Quote every line of the material below verbatim, in its original order.

Dataset entries:

** start **

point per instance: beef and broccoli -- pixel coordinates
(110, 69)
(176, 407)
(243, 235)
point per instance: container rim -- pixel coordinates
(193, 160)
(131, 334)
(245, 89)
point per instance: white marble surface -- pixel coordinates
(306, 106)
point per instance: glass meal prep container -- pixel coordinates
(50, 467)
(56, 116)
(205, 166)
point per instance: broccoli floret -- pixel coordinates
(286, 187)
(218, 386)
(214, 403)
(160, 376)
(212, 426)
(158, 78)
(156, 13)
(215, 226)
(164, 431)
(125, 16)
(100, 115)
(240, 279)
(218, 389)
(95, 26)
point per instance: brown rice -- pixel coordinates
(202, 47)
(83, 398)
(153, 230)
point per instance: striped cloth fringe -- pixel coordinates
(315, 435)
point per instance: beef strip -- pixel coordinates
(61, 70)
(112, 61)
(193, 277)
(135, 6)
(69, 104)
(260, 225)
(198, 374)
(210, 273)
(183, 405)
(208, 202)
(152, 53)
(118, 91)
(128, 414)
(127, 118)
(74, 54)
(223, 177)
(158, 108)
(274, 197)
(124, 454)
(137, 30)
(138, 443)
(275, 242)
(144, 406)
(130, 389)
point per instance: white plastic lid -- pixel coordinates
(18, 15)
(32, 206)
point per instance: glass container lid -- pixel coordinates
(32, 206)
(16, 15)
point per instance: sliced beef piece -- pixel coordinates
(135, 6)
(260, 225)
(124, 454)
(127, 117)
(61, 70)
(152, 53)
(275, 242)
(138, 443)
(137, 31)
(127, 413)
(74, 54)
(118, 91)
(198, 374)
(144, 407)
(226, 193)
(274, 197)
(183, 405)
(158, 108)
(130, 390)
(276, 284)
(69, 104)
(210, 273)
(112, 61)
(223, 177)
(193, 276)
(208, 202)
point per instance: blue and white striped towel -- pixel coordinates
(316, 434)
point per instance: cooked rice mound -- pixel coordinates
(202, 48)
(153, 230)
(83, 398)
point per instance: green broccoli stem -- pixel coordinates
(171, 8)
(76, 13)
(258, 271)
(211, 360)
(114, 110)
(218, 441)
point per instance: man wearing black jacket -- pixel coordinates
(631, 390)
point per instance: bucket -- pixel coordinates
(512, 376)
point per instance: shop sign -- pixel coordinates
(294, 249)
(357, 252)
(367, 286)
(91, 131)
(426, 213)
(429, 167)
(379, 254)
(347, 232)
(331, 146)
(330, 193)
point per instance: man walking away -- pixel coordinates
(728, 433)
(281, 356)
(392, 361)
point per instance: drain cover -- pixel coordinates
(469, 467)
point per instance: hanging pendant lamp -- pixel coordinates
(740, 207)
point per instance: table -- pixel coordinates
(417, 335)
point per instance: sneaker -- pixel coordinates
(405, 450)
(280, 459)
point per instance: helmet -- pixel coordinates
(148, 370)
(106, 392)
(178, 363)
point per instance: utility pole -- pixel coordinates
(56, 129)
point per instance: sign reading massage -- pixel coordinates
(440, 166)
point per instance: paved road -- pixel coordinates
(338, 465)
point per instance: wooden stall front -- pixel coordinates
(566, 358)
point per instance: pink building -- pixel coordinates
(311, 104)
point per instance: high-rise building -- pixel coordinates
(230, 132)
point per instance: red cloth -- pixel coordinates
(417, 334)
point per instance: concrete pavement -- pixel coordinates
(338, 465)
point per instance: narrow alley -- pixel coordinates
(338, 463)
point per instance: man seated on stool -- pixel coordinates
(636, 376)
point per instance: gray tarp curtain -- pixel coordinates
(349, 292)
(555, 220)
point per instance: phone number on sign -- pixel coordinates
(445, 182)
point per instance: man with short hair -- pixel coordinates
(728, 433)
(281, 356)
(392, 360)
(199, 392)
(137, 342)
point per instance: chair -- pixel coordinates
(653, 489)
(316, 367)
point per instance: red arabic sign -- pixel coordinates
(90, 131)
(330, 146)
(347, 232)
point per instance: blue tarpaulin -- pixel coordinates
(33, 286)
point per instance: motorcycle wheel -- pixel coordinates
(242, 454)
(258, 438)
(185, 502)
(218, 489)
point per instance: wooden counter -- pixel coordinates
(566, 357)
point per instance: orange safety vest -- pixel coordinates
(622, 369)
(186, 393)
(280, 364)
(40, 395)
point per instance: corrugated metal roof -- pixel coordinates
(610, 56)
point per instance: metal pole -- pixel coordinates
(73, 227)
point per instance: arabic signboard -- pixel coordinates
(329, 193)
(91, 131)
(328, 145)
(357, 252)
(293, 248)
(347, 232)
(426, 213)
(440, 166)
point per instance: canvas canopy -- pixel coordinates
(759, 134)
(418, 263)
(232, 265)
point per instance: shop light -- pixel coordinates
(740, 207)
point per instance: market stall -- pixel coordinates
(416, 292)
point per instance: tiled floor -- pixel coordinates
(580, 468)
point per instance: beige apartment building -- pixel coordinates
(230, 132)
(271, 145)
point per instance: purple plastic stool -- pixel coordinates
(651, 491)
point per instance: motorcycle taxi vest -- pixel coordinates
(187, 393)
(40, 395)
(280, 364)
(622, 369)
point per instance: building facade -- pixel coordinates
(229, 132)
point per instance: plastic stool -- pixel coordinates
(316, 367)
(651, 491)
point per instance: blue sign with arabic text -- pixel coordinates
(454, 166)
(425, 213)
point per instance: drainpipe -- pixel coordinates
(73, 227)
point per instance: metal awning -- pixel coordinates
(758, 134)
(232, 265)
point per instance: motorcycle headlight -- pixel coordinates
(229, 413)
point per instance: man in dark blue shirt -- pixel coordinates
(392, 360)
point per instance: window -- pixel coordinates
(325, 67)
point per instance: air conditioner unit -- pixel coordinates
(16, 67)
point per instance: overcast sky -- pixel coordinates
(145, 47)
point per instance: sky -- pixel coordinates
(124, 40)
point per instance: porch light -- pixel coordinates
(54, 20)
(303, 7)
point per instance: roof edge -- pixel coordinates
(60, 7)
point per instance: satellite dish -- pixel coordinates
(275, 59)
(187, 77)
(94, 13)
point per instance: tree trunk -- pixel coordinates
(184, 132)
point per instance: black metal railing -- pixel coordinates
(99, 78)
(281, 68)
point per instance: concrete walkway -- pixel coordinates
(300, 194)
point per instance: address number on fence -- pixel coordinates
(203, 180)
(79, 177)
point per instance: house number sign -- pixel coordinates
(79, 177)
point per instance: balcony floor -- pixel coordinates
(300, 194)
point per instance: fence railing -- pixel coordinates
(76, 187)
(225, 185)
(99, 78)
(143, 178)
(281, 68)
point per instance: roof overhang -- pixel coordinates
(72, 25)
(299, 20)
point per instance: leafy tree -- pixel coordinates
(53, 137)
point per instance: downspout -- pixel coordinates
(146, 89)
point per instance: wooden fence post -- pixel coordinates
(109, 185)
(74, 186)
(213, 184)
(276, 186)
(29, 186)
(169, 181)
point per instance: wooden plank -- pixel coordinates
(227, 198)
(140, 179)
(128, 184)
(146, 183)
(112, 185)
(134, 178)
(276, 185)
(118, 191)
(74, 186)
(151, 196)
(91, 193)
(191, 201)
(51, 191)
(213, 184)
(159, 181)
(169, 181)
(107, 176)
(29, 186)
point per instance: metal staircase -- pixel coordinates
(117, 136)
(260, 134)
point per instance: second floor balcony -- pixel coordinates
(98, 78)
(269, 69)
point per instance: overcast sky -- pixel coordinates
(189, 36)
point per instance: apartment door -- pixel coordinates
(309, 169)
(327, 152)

** end **

## Solution to the problem
point per instance: beef and broccoli -- pixel coordinates
(110, 69)
(176, 407)
(243, 235)
point per instance: container rim -- pixel coordinates
(193, 160)
(131, 334)
(245, 89)
point per instance: white marble surface -- pixel coordinates
(306, 106)
point per instance: glass meal prep container -- pixel coordinates
(50, 467)
(56, 116)
(205, 166)
point per instance: broccoli floret -- pixel coordinates
(286, 187)
(218, 386)
(214, 403)
(160, 376)
(212, 426)
(158, 78)
(156, 13)
(215, 226)
(164, 431)
(125, 16)
(100, 115)
(240, 279)
(218, 389)
(95, 26)
point per instance: brown rice -- pixel coordinates
(202, 47)
(83, 398)
(153, 230)
point per instance: striped cloth fringe -- pixel coordinates
(315, 435)
point per instance: beef strip -- pixel coordinates
(61, 70)
(112, 61)
(193, 277)
(135, 6)
(69, 104)
(260, 225)
(198, 374)
(210, 273)
(183, 405)
(208, 202)
(152, 53)
(118, 91)
(128, 414)
(127, 118)
(74, 54)
(223, 177)
(158, 108)
(274, 197)
(124, 454)
(137, 30)
(138, 443)
(275, 242)
(144, 406)
(130, 389)
point per instance: white plastic lid -- pixel coordinates
(18, 15)
(32, 206)
point per instance: glass container lid -- pixel coordinates
(32, 206)
(16, 15)
point per instance: sliced beef piece -- pixel coordinates
(135, 6)
(260, 225)
(124, 454)
(127, 117)
(61, 70)
(152, 53)
(275, 242)
(138, 443)
(137, 31)
(127, 413)
(74, 54)
(118, 91)
(198, 374)
(144, 407)
(226, 193)
(274, 197)
(183, 405)
(158, 108)
(130, 390)
(276, 284)
(69, 104)
(210, 273)
(112, 61)
(223, 177)
(193, 276)
(208, 202)
point per instance: blue and white striped towel -- pixel coordinates
(316, 434)
point per instance: cooked rice mound -- pixel coordinates
(202, 48)
(153, 230)
(83, 398)
point per instance: green broccoli stem -- pixel coordinates
(171, 8)
(76, 13)
(258, 271)
(211, 360)
(114, 110)
(218, 441)
point per instance: man wearing black jacket -- pixel coordinates
(631, 390)
point per instance: bucket -- pixel coordinates
(512, 376)
point per instance: shop sign -- pixel coordinates
(294, 249)
(357, 252)
(367, 286)
(91, 131)
(426, 213)
(429, 167)
(379, 254)
(347, 232)
(331, 146)
(330, 193)
point per instance: man walking away -- pixel coordinates
(728, 433)
(281, 356)
(392, 361)
point per instance: drain cover -- pixel coordinates
(469, 467)
point per instance: hanging pendant lamp -- pixel coordinates
(740, 207)
point per instance: table -- pixel coordinates
(417, 335)
point per instance: sneaker -- pixel coordinates
(405, 450)
(280, 459)
point per instance: helmet -- pixel coordinates
(148, 370)
(106, 392)
(178, 363)
point per instance: utility pole -- pixel coordinates
(56, 129)
point per instance: sign reading massage -- pixel coordinates
(440, 166)
point per instance: paved road -- pixel coordinates
(338, 465)
point per instance: wooden stall front -- pixel coordinates
(566, 358)
point per instance: pink building -- pixel coordinates
(311, 104)
point per instance: high-rise building -- pixel coordinates
(230, 132)
point per instance: red cloth -- pixel coordinates
(417, 334)
point per instance: concrete pavement -- pixel coordinates
(338, 465)
point per instance: narrow alley -- pixel coordinates
(338, 463)
point per instance: man seated on stool -- pixel coordinates
(636, 376)
point per instance: gray tarp curtain -- pixel coordinates
(349, 292)
(555, 220)
point per instance: phone number on sign -- pixel coordinates
(445, 182)
point per instance: man with short hair -- pixel coordinates
(728, 433)
(281, 356)
(392, 360)
(199, 392)
(137, 342)
point per instance: chair -- pixel coordinates
(653, 489)
(316, 367)
point per instance: red arabic sign -- pixel coordinates
(90, 131)
(330, 146)
(347, 232)
point per instance: blue tarpaulin -- pixel coordinates
(33, 286)
point per instance: motorcycle wheel -- pixel coordinates
(242, 454)
(258, 438)
(185, 502)
(218, 489)
point per instance: wooden counter -- pixel coordinates
(566, 357)
point per instance: orange safety vest -- pixel coordinates
(622, 369)
(186, 393)
(280, 364)
(40, 395)
point per instance: corrugated metal roof -- pixel coordinates
(610, 56)
point per instance: metal pole -- pixel coordinates
(73, 227)
point per instance: arabic signboard -- pixel coordinates
(329, 193)
(91, 131)
(328, 145)
(357, 252)
(293, 248)
(347, 232)
(426, 213)
(440, 166)
point per instance: canvas canopy -- pixel coordinates
(759, 134)
(418, 263)
(232, 265)
point per instance: shop light -- pixel coordinates
(740, 207)
point per instance: market stall -- pixel coordinates
(416, 292)
point per instance: tiled floor -- pixel coordinates
(580, 468)
point per instance: beige apartment building -- pixel coordinates
(230, 132)
(271, 145)
point per instance: purple plastic stool -- pixel coordinates
(651, 491)
point per instance: motorcycle taxi vest -- pixel coordinates
(187, 393)
(40, 395)
(280, 364)
(622, 369)
point per instance: building facade -- pixel coordinates
(229, 132)
point per instance: plastic stool -- pixel coordinates
(316, 367)
(651, 491)
point per instance: blue sign with arabic text -- pixel coordinates
(454, 166)
(425, 213)
point per instance: drainpipe -- pixel coordinates
(73, 227)
point per instance: metal awning -- pixel coordinates
(758, 134)
(232, 265)
point per instance: motorcycle headlight -- pixel coordinates
(229, 413)
point per instance: man in dark blue shirt -- pixel coordinates
(392, 360)
point per instance: window -- pixel coordinates
(325, 67)
point per instance: air conditioner unit -- pixel coordinates
(16, 67)
point per instance: overcast sky -- pixel coordinates
(145, 47)
point per instance: sky -- pixel coordinates
(124, 40)
point per instance: porch light -- pixel coordinates
(54, 20)
(303, 7)
point per instance: roof edge -- pixel coordinates
(60, 7)
point per instance: satellite dish -- pixel coordinates
(275, 59)
(187, 77)
(94, 13)
point per instance: tree trunk -- pixel coordinates
(184, 132)
point per instance: black metal railing -- pixel coordinates
(99, 78)
(281, 68)
point per instance: concrete walkway -- pixel coordinates
(300, 194)
point per instance: address number on fence -- pixel coordinates
(203, 180)
(79, 177)
point per instance: house number sign -- pixel coordinates
(79, 177)
point per instance: balcony floor -- pixel coordinates
(300, 194)
point per instance: fence railing -- pixel coordinates
(76, 187)
(225, 185)
(99, 78)
(143, 178)
(281, 68)
point per instance: roof overhang -- pixel coordinates
(72, 25)
(299, 20)
point per instance: leafy tree -- pixel coordinates
(53, 137)
point per instance: downspout -- pixel coordinates
(146, 89)
point per instance: wooden fence post -- pixel coordinates
(109, 185)
(74, 186)
(213, 184)
(276, 186)
(29, 186)
(169, 181)
point per instance: wooden plank -- pixel coordinates
(227, 198)
(140, 179)
(128, 184)
(146, 183)
(112, 185)
(134, 178)
(276, 185)
(118, 191)
(74, 186)
(151, 196)
(91, 193)
(191, 201)
(51, 191)
(213, 184)
(159, 181)
(169, 181)
(107, 176)
(29, 186)
point per instance: metal staircase -- pixel coordinates
(117, 136)
(260, 134)
point per instance: second floor balcony -- pixel coordinates
(98, 78)
(269, 69)
point per instance: overcast sky -- pixel coordinates
(189, 36)
point per instance: apartment door -- pixel coordinates
(309, 169)
(327, 152)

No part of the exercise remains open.